Take the lines from the one containing "# for every" through the final line below and restate them exactly. Omit the pictures.

*** Opening Entries supplied ***

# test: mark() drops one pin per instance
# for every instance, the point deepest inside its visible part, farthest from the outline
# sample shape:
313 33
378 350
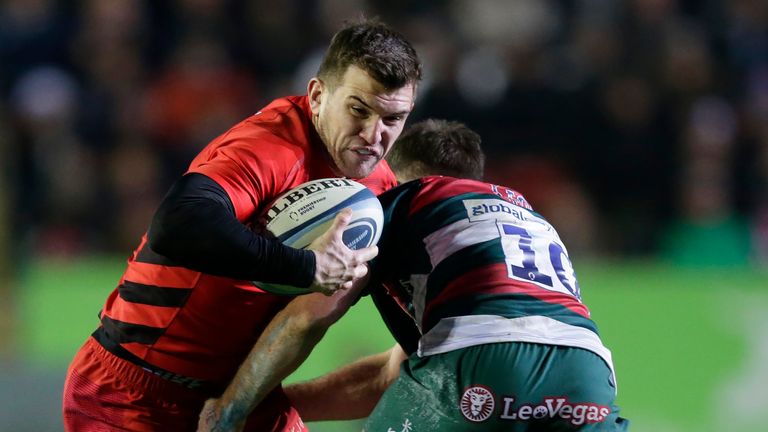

*** Closing Entries supplied ***

◆ Reply to the exercise ◆
# for every instance, the point deepest inside its visible part, farthest from the outline
# sample shape:
313 33
378 350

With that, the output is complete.